Information given:
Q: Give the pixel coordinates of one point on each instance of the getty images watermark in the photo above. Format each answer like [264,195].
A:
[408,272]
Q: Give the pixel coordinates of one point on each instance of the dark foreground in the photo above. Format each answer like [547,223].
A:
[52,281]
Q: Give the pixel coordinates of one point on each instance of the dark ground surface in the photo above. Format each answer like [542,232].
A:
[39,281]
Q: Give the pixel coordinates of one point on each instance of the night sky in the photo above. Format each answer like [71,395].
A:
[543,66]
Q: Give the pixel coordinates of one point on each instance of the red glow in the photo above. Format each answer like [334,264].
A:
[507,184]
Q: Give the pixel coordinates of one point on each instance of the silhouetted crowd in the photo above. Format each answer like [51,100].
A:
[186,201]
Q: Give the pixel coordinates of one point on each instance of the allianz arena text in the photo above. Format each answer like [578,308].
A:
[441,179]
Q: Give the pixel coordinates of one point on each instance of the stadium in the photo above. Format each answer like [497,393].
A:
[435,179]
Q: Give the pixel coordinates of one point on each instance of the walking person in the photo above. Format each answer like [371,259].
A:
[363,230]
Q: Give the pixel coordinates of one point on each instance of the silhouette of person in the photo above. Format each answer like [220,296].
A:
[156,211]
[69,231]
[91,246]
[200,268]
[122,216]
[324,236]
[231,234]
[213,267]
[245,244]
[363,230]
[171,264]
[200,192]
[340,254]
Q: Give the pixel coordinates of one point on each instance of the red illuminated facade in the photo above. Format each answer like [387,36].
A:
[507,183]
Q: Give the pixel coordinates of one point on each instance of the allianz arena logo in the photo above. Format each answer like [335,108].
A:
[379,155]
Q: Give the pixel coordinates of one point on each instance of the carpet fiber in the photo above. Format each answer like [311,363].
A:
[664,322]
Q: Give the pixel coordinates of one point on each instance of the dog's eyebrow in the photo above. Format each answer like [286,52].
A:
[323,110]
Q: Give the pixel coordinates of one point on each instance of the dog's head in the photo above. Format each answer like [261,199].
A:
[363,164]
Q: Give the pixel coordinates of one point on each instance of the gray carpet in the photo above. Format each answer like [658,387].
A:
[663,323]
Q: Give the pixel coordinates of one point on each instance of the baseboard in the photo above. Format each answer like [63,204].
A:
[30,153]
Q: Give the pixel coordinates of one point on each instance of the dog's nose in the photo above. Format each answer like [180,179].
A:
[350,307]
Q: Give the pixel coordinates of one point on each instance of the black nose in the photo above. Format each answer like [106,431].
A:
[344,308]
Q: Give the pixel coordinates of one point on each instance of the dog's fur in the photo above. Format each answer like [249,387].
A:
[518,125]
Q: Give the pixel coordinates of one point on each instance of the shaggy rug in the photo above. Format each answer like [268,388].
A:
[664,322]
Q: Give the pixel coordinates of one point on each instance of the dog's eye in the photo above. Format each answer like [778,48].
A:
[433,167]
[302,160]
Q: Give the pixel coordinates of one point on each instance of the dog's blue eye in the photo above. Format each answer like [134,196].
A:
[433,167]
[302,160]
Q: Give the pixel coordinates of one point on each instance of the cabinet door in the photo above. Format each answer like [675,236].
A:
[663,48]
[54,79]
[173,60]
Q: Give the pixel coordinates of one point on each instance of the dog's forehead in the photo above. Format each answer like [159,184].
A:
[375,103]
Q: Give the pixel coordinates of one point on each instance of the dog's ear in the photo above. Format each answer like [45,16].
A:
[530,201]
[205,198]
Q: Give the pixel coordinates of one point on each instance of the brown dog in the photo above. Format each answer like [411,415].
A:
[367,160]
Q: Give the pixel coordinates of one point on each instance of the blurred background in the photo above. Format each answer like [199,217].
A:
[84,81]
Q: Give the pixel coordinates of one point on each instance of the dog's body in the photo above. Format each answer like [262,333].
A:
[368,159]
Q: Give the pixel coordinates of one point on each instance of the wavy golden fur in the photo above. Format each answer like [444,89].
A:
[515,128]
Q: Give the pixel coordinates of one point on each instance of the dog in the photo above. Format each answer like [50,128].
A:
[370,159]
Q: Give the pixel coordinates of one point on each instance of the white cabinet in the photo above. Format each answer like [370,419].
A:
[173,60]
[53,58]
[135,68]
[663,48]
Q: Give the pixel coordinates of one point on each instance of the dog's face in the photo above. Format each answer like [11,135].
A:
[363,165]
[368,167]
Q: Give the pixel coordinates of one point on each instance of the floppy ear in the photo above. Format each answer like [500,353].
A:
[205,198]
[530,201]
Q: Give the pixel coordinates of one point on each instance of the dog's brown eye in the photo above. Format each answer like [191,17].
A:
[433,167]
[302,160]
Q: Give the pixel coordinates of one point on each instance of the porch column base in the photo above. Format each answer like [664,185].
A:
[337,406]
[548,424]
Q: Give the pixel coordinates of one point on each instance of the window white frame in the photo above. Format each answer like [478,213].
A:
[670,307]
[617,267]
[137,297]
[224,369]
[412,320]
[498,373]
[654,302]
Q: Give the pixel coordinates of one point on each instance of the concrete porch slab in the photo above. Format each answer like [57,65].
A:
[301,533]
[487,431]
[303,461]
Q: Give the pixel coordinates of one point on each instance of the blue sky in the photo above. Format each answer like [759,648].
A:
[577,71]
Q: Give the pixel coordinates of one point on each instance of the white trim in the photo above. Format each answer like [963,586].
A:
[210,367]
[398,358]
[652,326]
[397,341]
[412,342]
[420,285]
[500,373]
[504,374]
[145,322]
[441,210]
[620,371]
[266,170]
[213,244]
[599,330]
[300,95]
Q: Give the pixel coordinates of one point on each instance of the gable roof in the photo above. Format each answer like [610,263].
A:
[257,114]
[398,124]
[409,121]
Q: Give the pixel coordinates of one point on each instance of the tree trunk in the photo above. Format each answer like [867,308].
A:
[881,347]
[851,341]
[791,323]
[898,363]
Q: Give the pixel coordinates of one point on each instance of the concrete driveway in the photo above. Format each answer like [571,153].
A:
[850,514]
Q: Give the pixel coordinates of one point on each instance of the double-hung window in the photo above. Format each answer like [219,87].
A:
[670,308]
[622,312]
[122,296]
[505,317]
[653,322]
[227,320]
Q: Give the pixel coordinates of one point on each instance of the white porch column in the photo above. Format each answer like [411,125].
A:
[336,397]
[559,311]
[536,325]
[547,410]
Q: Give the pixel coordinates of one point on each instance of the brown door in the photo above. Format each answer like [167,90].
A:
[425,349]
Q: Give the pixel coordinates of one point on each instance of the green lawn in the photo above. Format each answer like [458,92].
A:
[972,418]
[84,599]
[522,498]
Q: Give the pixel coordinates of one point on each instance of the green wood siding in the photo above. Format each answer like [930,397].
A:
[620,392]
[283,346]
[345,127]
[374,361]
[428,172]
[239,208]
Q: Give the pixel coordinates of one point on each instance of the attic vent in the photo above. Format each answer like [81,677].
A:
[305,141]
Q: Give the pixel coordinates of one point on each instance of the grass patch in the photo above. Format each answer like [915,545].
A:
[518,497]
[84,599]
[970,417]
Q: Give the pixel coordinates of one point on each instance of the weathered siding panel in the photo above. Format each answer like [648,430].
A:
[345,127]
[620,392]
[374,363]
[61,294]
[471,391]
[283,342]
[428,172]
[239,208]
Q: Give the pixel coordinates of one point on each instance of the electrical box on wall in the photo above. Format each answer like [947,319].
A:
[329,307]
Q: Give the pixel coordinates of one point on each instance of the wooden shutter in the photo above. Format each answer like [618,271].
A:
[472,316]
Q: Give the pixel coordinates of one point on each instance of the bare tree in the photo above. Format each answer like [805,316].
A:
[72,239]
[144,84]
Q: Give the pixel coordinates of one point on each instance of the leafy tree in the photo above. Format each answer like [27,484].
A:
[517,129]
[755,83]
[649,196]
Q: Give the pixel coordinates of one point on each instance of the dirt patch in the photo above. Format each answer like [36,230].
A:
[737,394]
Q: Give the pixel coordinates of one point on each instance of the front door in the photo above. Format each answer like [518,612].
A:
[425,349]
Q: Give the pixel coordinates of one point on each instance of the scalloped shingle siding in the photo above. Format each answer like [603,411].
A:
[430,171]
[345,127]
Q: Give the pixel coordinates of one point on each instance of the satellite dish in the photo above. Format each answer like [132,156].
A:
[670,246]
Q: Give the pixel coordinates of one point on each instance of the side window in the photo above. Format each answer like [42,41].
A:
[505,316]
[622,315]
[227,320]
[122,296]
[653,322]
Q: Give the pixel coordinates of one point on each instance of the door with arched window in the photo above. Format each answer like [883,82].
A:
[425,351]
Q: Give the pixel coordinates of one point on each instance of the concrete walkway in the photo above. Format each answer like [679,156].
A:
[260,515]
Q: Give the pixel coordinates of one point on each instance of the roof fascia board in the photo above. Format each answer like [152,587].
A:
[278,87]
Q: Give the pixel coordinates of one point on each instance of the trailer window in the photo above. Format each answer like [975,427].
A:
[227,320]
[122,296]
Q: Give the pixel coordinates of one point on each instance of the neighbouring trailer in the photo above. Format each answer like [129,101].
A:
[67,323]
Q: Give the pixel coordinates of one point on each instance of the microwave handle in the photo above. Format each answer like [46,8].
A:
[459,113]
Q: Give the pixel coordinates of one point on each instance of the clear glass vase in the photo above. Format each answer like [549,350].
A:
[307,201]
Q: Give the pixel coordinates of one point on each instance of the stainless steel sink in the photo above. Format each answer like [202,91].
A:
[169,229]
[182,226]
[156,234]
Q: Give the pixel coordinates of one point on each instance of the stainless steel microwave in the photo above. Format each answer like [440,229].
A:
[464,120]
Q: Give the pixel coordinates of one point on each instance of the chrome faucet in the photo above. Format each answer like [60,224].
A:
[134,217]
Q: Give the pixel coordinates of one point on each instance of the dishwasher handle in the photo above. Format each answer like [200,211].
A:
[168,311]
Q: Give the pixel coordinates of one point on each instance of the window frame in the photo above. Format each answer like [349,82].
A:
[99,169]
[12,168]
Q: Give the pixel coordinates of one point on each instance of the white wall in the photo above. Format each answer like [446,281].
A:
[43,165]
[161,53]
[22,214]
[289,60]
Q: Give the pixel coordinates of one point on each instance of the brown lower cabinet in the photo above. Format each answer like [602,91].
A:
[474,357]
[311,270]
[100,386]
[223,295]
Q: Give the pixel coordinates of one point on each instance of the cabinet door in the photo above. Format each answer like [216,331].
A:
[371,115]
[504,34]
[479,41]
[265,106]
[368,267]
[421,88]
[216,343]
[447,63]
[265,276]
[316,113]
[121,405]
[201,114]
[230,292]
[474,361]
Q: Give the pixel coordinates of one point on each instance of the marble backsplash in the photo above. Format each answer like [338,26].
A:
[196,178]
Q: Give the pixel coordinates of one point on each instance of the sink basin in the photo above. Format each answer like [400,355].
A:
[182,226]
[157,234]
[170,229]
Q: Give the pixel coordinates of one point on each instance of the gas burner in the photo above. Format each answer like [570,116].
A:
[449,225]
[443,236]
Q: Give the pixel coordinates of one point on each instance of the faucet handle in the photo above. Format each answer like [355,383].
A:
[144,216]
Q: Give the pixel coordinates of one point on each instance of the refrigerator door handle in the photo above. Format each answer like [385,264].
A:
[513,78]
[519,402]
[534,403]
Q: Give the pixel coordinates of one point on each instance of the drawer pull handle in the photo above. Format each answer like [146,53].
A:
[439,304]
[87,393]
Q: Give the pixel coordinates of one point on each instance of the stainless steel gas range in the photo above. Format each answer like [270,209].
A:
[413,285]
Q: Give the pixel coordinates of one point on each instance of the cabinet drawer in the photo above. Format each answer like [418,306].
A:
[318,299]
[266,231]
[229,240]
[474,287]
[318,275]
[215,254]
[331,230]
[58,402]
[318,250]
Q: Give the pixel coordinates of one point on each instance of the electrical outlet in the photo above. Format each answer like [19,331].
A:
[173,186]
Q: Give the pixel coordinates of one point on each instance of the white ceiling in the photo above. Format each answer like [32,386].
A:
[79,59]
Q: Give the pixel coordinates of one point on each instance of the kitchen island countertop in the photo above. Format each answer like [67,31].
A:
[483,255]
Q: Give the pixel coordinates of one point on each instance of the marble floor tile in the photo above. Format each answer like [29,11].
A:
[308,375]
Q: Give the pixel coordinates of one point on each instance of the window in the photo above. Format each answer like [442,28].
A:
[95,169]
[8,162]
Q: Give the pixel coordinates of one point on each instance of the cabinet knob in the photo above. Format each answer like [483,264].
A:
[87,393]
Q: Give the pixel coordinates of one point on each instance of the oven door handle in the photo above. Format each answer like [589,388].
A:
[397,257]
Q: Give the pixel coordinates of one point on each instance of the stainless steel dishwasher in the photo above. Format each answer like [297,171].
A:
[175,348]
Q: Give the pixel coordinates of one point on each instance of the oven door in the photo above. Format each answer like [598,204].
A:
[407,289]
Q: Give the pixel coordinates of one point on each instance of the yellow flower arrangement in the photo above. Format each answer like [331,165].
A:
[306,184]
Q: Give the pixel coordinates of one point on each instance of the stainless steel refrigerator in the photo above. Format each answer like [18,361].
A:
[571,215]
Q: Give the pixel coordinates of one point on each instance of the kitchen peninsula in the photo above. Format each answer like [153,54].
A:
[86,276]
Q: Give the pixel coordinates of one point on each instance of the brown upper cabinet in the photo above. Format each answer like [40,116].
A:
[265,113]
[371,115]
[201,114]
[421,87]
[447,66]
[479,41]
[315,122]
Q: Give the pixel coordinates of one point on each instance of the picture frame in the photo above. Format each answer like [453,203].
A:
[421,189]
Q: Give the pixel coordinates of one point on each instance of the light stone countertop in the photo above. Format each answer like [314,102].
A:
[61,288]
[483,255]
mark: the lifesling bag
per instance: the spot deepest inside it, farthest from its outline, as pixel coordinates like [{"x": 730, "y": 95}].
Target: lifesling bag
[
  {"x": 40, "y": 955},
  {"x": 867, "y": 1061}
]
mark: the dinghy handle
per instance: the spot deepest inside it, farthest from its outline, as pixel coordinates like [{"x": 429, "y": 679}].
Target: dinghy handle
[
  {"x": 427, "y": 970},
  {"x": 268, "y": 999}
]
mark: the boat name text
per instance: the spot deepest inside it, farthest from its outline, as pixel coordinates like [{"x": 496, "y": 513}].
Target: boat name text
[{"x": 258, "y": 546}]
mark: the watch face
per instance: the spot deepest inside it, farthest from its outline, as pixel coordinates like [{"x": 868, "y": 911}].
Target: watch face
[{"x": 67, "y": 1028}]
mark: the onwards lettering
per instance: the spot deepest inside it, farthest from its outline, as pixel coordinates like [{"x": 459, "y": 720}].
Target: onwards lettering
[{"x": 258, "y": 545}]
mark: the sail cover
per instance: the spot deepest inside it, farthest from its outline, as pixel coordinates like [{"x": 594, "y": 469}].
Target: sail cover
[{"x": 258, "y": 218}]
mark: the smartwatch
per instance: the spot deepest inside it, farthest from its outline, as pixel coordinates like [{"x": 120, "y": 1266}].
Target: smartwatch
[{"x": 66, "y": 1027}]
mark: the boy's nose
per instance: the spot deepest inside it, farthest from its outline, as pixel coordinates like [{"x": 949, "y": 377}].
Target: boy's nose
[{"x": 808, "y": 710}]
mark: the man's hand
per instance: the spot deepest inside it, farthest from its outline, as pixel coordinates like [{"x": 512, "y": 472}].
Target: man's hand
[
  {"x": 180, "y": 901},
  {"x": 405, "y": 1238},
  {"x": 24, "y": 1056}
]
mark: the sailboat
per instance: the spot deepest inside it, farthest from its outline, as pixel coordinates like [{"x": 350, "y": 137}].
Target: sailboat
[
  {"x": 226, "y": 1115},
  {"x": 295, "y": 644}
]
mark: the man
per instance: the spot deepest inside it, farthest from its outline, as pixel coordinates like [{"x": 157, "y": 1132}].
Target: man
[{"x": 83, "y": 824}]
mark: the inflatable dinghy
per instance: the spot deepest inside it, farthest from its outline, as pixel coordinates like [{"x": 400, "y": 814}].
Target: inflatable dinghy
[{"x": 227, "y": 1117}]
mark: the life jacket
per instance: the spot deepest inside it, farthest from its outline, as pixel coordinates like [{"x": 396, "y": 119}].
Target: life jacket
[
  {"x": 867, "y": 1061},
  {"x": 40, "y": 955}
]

To do: Once you have identified the lines above that contain "dark", copy each of them.

Result of this exercise:
Q: Give the pixel coordinates of one point on each instance of the dark foreground in the photo above. Format each answer like [547,223].
Q: Give the pixel coordinates of one point on each instance of the dark ground surface in the photo above. Format each answer like [542,232].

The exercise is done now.